Selected excerpt >>
Hydrogen produced by electrolysis involves the decomposition of water into hydrogen and oxygen using an electrolyser, where an electric current induces and sustains redox reactions that separate hydrogen (H2) from oxygen (O2) [14,15]. There are two crucial inputs in this process: the electricity powered by a direct current (DC) source, which is required to be from renewable sources for the hydrogen to be considered renewable, and water for the electrolyser.
The increasing use of these variable renewable energy sources is driven by political support and significant cost reductions in renewable technologies [16]. Consequently, renewable hydrogen is pivotal for creating a sustainable future [17], offering benefits such as thermal energy storage, energy carrier applications, and fuel cell usage [18], and it can be used in power-to-gas applications, for direct injection into an existing natural gas infrastructure, and as a fuel for fuel-cell vehicles in power-to-fuel applications [19].

[Object location annotation lines]
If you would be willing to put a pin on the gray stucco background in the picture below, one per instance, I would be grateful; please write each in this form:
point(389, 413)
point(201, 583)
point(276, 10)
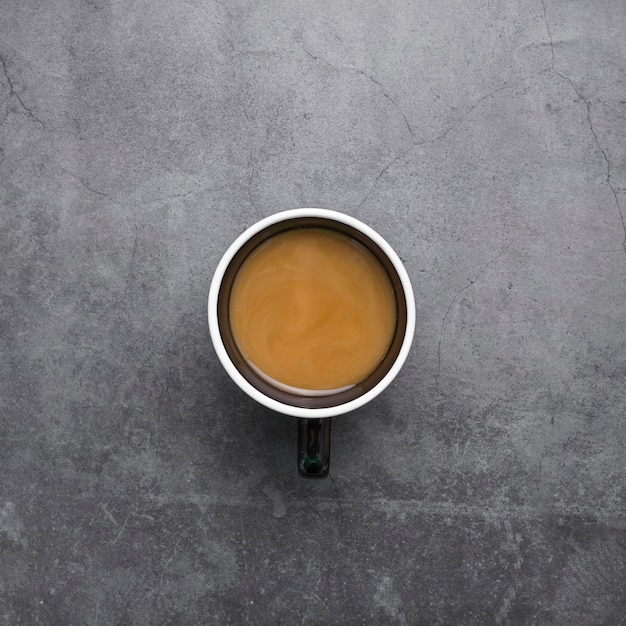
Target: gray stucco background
point(484, 139)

Task goal >> Rewrite the passage on hydrogen electrolysis starting at "The increasing use" and ending at "power-to-fuel applications [19].", putting "essential" in place of "pivotal".

Complete answer >>
The increasing use of these variable renewable energy sources is driven by political support and significant cost reductions in renewable technologies [16]. Consequently, renewable hydrogen is essential for creating a sustainable future [17], offering benefits such as thermal energy storage, energy carrier applications, and fuel cell usage [18], and it can be used in power-to-gas applications, for direct injection into an existing natural gas infrastructure, and as a fuel for fuel-cell vehicles in power-to-fuel applications [19].